作業内容:
1. 提示文の「モンスター井上尚弥がいよいよ」から「ない」と迷うことなく受けた。」までの箇所を、「米国」を「アメリカ」に置き換えて書き直してください。
2. 次の記述(a)〜(c)は提示文の内容と合っていますか？それぞれ「はい」か「いいえ」で答え、判断の根拠となる提示文の語句をそのまま引用してください。
(a) 高橋竜平はプロデビュー戦で初回TKO負けした。
(b) 井上尚弥にとって、5月の英国での試合が初めての海外での試合である。
(c) 高橋はタイでの試合を通じて世界ランクを上げた。

━━ 提示文 ━━

モンスター井上尚弥がいよいよ5月にボクシング発祥の地英国に初上陸する。海外は17年の米国以来2試合目。初の団体統一戦で19年の黄金カード第1弾となる。井上に限らず日本勢の海外進出はどんどん増えそうだ。今年もここまでの世界戦は米国での2試合。2人とも壁にはね返されたが、印象に残るボクサーで熱い会長だった。

横浜光ジムの高橋竜平は11回TKO負けした。東洋大ではレギュラーにも入れず、12年のプロデビューも初回TKO負け。そこから米ニューヨークにある格闘技の殿堂マディソンスクエアガーデンにたどり着いた。試合の正式決定は1週間前も、石井一太郎会長は「可能性は0%でない」と迷うことなく受けた。

会長は明大時代にボクシングを始め、日本、東洋太平洋王座を獲得した。宮川会長から勧められてトレーナーに転身したが、2年後にその会長が急逝した。元々は会長が会社経営のかたわら開設。存亡危機となったが12年に跡を継ぎ、世界王者を3人育てたジムの歴史をつないだ。

現役時に海外修行経験もあり、積極的に海外での試合もマッチメークする。高橋も17、18年とタイでの試合で成長させ、世界ランクを上げたのが世界戦に結び付いた。選手指導は基本的にトレーナーに任せて「選手をリングに上げるのが仕事」と話す。

━━━
━━ データ抜粋 ━━

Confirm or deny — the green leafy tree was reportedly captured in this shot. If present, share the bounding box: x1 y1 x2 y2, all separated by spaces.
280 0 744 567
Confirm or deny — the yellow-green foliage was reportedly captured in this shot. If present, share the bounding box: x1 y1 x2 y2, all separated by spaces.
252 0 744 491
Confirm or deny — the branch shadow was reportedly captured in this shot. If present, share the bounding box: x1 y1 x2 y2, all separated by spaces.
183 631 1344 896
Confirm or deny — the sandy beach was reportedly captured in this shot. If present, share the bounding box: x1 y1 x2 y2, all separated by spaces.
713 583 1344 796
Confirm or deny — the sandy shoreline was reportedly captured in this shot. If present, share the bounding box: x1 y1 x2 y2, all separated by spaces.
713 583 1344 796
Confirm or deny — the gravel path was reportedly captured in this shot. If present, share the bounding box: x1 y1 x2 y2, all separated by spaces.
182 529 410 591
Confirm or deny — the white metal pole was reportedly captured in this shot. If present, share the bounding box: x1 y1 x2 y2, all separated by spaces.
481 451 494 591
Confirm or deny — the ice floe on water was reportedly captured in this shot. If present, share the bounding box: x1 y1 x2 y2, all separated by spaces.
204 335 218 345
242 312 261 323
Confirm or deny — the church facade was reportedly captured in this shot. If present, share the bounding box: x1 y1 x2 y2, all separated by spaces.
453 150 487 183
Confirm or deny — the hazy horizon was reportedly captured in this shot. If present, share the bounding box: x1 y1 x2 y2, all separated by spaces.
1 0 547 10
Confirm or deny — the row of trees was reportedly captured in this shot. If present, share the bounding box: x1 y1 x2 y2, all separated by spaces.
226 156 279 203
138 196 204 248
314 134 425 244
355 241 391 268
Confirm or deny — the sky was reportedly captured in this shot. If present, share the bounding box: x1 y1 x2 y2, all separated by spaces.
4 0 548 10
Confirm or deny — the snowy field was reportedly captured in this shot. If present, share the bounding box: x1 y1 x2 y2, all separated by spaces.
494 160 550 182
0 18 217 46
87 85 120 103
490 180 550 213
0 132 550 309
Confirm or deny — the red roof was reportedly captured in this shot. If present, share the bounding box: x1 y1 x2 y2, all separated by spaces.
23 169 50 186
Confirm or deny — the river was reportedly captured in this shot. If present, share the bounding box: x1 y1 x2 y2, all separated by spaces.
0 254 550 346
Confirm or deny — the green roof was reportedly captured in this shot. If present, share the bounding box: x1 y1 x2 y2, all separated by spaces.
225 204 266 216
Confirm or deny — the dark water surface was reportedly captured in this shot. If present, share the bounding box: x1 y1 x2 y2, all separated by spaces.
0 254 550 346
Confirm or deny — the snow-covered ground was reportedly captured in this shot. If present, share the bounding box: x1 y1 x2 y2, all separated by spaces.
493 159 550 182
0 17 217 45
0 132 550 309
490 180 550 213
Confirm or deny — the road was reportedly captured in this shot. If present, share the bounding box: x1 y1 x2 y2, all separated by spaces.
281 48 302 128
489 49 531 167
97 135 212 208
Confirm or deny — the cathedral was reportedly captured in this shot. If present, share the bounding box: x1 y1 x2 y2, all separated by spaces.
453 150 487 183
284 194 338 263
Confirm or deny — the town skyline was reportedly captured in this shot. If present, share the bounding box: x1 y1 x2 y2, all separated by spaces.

━━━

結果:
1.
モンスター井上尚弥がいよいよ5月にボクシング発祥の地英国に初上陸する。海外は17年のアメリカ以来2試合目。初の団体統一戦で19年の黄金カード第1弾となる。井上に限らず日本勢の海外進出はどんどん増えそうだ。今年もここまでの世界戦はアメリカでの2試合。2人とも壁にはね返されたが、印象に残るボクサーで熱い会長だった。

横浜光ジムの高橋竜平は11回TKO負けした。東洋大ではレギュラーにも入れず、12年のプロデビューも初回TKO負け。そこから米ニューヨークにある格闘技の殿堂マディソンスクエアガーデンにたどり着いた。試合の正式決定は1週間前も、石井一太郎会長は「可能性は0%でない」と迷うことなく受けた。

2.
(a) はい。「12年のプロデビューも初回TKO負け」
(b) いいえ。「海外は17年の米国以来2試合目」
(c) はい。「高橋も17、18年とタイでの試合で成長させ、世界ランクを上げた」